TASK DESCRIPTION
Below are lines of records; copy exactly those from the one containing "object: battlement" through the one containing "object: sky", leaving the pictures behind.

START MATERIAL FOR THIS EXERCISE

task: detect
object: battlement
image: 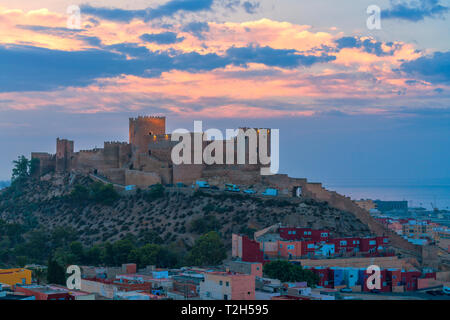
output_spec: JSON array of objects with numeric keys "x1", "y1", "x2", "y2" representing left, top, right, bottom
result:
[
  {"x1": 79, "y1": 148, "x2": 103, "y2": 154},
  {"x1": 129, "y1": 116, "x2": 166, "y2": 121},
  {"x1": 104, "y1": 141, "x2": 129, "y2": 146}
]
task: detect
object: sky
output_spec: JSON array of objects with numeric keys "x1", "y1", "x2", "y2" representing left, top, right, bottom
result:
[{"x1": 0, "y1": 0, "x2": 449, "y2": 191}]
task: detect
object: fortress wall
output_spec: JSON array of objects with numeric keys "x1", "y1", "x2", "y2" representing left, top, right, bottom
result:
[
  {"x1": 103, "y1": 142, "x2": 120, "y2": 168},
  {"x1": 136, "y1": 153, "x2": 172, "y2": 184},
  {"x1": 72, "y1": 149, "x2": 107, "y2": 173},
  {"x1": 100, "y1": 168, "x2": 126, "y2": 185},
  {"x1": 118, "y1": 143, "x2": 132, "y2": 168},
  {"x1": 173, "y1": 164, "x2": 204, "y2": 184},
  {"x1": 202, "y1": 167, "x2": 262, "y2": 186},
  {"x1": 125, "y1": 169, "x2": 161, "y2": 188},
  {"x1": 148, "y1": 138, "x2": 176, "y2": 163},
  {"x1": 31, "y1": 152, "x2": 55, "y2": 176}
]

END MATERIAL FOR THIS EXERCISE

EXERCISE RESULT
object: battlement
image: 
output_spec: JSON array of objects with numeric keys "x1", "y1", "x2", "y2" representing left, top, right, bottom
result:
[
  {"x1": 79, "y1": 148, "x2": 103, "y2": 154},
  {"x1": 129, "y1": 116, "x2": 166, "y2": 121},
  {"x1": 104, "y1": 141, "x2": 129, "y2": 146}
]
task: detect
object: sky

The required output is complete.